==== DATA FOR THIS EXERCISE
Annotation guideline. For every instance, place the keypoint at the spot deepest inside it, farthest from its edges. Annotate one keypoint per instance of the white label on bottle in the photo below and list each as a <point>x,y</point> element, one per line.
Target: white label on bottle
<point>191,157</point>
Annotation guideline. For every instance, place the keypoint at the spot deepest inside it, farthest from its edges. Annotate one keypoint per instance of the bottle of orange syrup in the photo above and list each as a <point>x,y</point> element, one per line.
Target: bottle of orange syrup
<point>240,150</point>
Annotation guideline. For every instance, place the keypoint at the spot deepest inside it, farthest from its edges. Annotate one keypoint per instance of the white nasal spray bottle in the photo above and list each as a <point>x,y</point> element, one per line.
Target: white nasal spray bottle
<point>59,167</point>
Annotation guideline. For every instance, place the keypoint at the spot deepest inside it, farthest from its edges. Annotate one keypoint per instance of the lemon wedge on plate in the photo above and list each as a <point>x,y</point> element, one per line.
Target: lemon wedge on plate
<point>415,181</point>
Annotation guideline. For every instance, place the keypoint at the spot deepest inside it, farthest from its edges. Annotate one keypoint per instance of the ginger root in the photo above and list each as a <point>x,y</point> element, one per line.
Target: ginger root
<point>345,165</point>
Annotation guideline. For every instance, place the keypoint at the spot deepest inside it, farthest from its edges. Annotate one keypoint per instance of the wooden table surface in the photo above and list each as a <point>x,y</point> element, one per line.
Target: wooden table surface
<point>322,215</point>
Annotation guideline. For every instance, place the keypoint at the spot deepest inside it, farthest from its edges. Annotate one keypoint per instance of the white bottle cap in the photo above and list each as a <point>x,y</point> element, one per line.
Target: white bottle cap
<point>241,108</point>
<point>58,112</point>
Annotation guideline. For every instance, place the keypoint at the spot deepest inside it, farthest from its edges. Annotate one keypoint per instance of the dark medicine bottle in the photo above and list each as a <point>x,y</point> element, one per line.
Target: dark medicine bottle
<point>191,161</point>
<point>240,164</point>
========
AIM OF THE EXERCISE | To complete this exercise, set down every line above exactly once more.

REPLY |
Annotation guideline. For every instance, place the keypoint at the spot deepest inside it, farthest from its edges. Annotate one keypoint per instance of the white label on bottle in the photo below and list each as a <point>x,y</point> element, one per line.
Target: white label on bottle
<point>191,157</point>
Annotation guideline. For every instance, place the keypoint at the spot deepest inside it, farthest from its edges. Annotate one keypoint per instance of the bottle of orange syrup in the photo above and list each as a <point>x,y</point> element, one per line.
Target: bottle of orange syrup
<point>240,150</point>
Annotation guideline. For every instance, place the keypoint at the spot deepest inside it, farthest from its edges. Annotate one keypoint per instance of the white nasal spray bottle in the photo above and list each as a <point>x,y</point> element, one per line.
Target: white nasal spray bottle
<point>59,167</point>
Annotation guideline. For every instance, place the keypoint at the spot deepest inside it, farthest from its edges. Annotate one keypoint per instance of the lemon wedge on plate in the photo above and list each as a <point>x,y</point> element, one per line.
Target: lemon wedge on plate
<point>415,181</point>
Annotation guideline. For every instance, place the keypoint at the spot deepest inside it, farthest from its edges. Annotate one keypoint per instance of the ginger root in the photo above and list each as a <point>x,y</point> element, one per line.
Target: ginger root
<point>345,165</point>
Annotation guideline. For every instance, place the keypoint at the spot deepest inside it, farthest from its edges. Annotate one keypoint per instance of the wooden table surface in the photo above and list each as a <point>x,y</point> element, one per line.
Target: wooden table surface
<point>322,215</point>
Annotation guideline. For every instance, place the keypoint at the spot deepest inside it, farthest from its edges. Annotate one keypoint per instance of the white bottle cap in the photo above and list each as a <point>x,y</point> element, one per line.
Target: white bottle cap
<point>241,108</point>
<point>58,112</point>
Annotation guideline. For every instance, place the keypoint at the spot deepest inside it, farthest from its edges. Annotate one keypoint per instance of the dark medicine bottle in the photo above and list each as a <point>x,y</point> element, one per line.
Target: dark medicine bottle
<point>191,161</point>
<point>240,164</point>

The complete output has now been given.